* **REQUEST**: Set out every line of the items below as a numbered list, skipping blank lines and leaving out the pictures.

* **INPUT DATA**:
================================
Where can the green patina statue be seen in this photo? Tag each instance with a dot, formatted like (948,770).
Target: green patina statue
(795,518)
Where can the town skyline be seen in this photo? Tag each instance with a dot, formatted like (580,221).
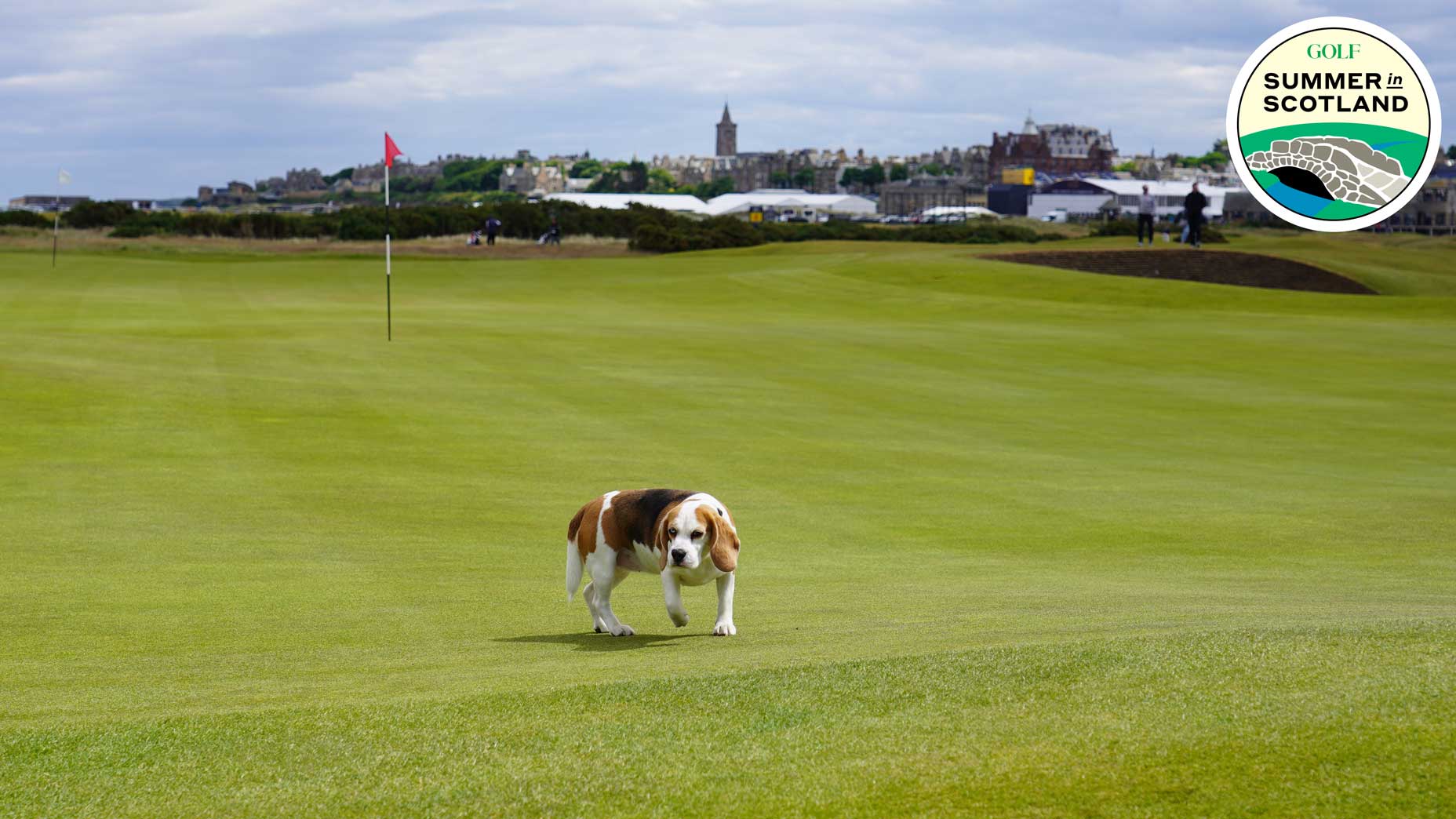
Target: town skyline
================================
* **RESULT OF THE TASK**:
1. Where can the green patina statue be seen in this photo? Tag each instance with a dot, formatted like (948,770).
2. Target: green patina statue
3. (795,518)
4. Where can the town skyline be seen in this photo? Tag each instance with a dot, formatted like (580,221).
5. Target: town skyline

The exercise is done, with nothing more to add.